WHAT TO DO
Set down the material below line for line, keeping every character unchanged.

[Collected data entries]
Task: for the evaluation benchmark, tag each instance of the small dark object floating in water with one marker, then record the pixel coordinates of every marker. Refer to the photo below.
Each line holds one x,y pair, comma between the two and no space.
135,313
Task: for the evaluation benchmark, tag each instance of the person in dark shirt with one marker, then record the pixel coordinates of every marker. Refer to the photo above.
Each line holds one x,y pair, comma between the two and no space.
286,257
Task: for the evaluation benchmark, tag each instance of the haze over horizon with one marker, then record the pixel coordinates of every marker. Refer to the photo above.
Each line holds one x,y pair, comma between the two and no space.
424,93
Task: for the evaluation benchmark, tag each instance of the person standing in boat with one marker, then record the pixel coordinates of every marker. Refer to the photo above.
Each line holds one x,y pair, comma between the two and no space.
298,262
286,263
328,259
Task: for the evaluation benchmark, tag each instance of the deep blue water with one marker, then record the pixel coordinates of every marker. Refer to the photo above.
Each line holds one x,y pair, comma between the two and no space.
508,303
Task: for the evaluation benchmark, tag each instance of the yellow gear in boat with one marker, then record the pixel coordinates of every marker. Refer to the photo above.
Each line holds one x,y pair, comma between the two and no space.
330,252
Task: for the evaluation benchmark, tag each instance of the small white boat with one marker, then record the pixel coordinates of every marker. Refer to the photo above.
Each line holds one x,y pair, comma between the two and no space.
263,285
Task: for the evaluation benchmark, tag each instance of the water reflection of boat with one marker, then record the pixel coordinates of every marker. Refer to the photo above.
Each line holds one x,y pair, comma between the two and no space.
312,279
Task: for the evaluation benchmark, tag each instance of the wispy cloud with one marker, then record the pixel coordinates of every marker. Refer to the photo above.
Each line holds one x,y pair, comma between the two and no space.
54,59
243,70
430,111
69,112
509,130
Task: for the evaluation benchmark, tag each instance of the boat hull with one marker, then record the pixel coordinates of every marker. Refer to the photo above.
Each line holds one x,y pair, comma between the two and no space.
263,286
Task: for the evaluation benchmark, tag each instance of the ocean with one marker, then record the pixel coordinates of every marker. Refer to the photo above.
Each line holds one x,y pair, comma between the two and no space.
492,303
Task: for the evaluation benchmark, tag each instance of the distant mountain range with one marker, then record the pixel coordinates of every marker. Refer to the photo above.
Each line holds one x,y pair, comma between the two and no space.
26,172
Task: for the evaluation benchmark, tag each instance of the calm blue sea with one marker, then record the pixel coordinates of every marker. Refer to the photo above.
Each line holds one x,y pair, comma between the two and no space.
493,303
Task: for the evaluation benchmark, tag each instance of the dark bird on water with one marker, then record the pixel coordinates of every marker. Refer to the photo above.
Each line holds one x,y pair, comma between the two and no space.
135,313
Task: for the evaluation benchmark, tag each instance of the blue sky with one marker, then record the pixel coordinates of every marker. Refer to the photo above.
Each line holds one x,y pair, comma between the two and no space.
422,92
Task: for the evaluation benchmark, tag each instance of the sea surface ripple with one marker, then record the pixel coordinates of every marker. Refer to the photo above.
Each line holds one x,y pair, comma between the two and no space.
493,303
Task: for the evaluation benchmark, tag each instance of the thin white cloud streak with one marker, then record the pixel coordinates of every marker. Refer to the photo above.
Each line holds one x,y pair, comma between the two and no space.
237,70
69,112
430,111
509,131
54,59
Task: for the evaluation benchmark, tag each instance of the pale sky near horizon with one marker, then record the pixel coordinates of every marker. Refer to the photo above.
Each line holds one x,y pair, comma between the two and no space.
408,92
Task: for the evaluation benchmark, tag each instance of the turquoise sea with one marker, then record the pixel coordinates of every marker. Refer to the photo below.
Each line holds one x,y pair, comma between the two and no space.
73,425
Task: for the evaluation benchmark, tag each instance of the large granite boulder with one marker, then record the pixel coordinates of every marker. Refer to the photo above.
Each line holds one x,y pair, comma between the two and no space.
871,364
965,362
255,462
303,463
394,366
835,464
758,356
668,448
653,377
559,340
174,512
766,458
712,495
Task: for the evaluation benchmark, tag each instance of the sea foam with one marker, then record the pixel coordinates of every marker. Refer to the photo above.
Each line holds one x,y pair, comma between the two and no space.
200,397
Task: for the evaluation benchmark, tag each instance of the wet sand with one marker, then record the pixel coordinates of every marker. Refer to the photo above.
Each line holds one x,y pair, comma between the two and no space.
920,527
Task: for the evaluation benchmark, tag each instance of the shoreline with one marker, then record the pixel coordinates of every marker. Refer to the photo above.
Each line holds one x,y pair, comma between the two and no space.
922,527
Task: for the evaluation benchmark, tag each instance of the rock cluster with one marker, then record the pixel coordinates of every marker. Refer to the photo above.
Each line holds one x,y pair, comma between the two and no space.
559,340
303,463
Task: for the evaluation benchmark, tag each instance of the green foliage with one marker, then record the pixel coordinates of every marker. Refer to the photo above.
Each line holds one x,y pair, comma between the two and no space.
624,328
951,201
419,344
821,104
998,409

THE SOLUTION
Task: for the evaluation benchmark, tag each instance of the small dark object floating in water with one marker, then record the pixel coordinates of every marker. Refer to the photo below.
Each line holds one x,y pair, comma between the two and no space.
135,313
Task: for the evaluation benchmark, tag each instance of the person in dark shirt with one marker, then record the pixel coordinates of every marker. Refer to the photo above.
Each line holds one x,y pair, comma between the two and no space.
286,257
Task: for the evaluation benchmark, tag each instance of the haze over horizon with one marker, then record the pixel coordinates of every marker. Refer to the photo above.
Each line holds one x,y pair, comma between the two and no space.
424,93
Task: for the evaluation benchmark, tag each instance of the person standing in boat with one marker, then record the pixel coordinates of every marker. Refer to the photo above.
Each line holds one x,y pair, comma between the two and no space.
298,262
286,263
328,259
Task: for the evaluation benchmark, tag each instance of the deep blue water with one marker, then record the pixel coordinates of every marker. Refer to the photo above.
Each line holds one x,y pair, comma between the two and no space.
508,303
Task: for the evaluation benchmark, tag each instance of the yellow gear in boat with one marker, then record the pixel coordinates of every marker. Refer to the photo above.
Each line holds one x,y pair, comma between the two and no space.
330,252
Task: for the evaluation benchmark, tag each instance of the small white boat with one marker, then record the pixel coordinates of every marker. Refer to the photo above.
Each line holds one x,y pair, comma between the two and no space.
263,285
Task: for the evaluation benchmark, tag each instance of the water reflection of boat with one marker, then record the pixel coordinates of every marker. Refer to the photo above.
Each line holds one x,y pair, comma between the two and no space.
312,279
Task: for the evaluation benchmark, tag each instance of the wispy cloud with one marker, then record the pixel coordinates of every marker. Refer to the photo above.
Each line holds one x,y pair, comma between the two and no space.
54,59
243,70
430,111
69,112
509,130
Task: for the evaluation benchmark, tag each instance of the boat hull with one marker, then record the pixel coordinates of every marker. Refer to the photo above.
Each line holds one x,y pair, comma between the two and no space.
263,286
Task: for the evaluation benchmark, tag each instance of the ocean with one marker, then record the pixel coordinates of every marker. Refer to the photo above.
Each line holds one x,y pair, comma between the two and no space.
492,303
Task: for the evaluation benchmark, tag each instance of the distant mountain range with one marker, then record the pixel coordinates of every marker. Refer to the photo above.
Each line holds one x,y pair, comma between the two and no space.
26,172
Task: for the evaluation benchmark, tag each instance of the calm blue sea with one marker, then record the pixel coordinates of every marker. Refer to the photo above.
Each line holds one x,y pair, comma between the two and no space.
493,303
Task: for the evaluation benchmark, tag each instance of the dark bird on water with one marker, then record the pixel coordinates of every marker. Refer to the photo above.
Each line holds one x,y pair, comma between the two and no space.
135,313
Task: for the evaluation benchmark, tag each instance of the blue sky with one marker, then record the pixel coordinates of every marker. Refer to the photo above.
Each line holds one x,y pair, comma between the two and no space.
422,92
Task: for the evaluation benchmark, tag each instance of the sea surface ripple with one marker, then record the pixel coordinates of every marker. Refer to the photo above.
Each line holds one x,y pair, comma between the two and no space.
493,303
Task: for the evaluation benchmark, tag each instance of the thin white cloud streak with one marker, then record the pixel coordinates of every marker. Refer to the photo above.
Each line holds one x,y pair, comma between the two and no space.
237,70
69,112
430,111
509,131
54,59
Task: for the evaluation benchmark, tag each instance of the pale sky near horizon with one marker, then record the pixel coordinates of every marker. Refer to the photo above.
Each line holds one x,y pair, comma between the two and no space.
408,92
Task: for the evaluation benchmark, tag each instance of the turquoise sea with one marker, then record the pixel coordinates of every marker. Refer to the photo below.
Each line holds one x,y pair, comma between the two and no space.
73,425
Task: for the evaluation benchmark, tag each instance of the large granite boulder with one marker, then record the pixel coordinates of every marker. Refer to the photo above.
Each line holds one x,y pair, comma between the two and no space.
871,364
965,362
255,462
303,463
394,366
835,464
758,356
668,448
653,377
559,340
174,512
766,458
712,495
Task: for the evaluation benchmark, tag each instance of the sea foam with one marker, then record the pixel coordinates of every marker. Refer to the photo above.
Each line holds one x,y pair, comma between the two and no space.
200,397
Task: for the evaluation benchmark, tag each instance of the wet sand with one marker, then record the pixel coordinates of every marker. Refer to the photo above.
Each line holds one x,y pair, comma between the two and no space.
920,527
Task: for the evaluation benchmark, tag each instance of the shoreline with one marker, then record the pixel coordinates of every marker. Refer to the photo above.
Each line holds one x,y pair, comma between the two and no space.
922,527
Task: for the evaluation benchmark, tag each instance of the rock cluster with one marker, then record the pixel coordinates of every marker. Refer to the photo above.
Each line holds one x,y pair, comma between the two and no space.
559,340
303,463
Task: for the evaluation benchmark, tag each instance of the green foliage with one marker, then record the pixel coordinates of every marker. Refer to the photo above.
Each line holds one x,y pair, comma between the two and no space.
624,328
951,201
419,344
821,104
998,409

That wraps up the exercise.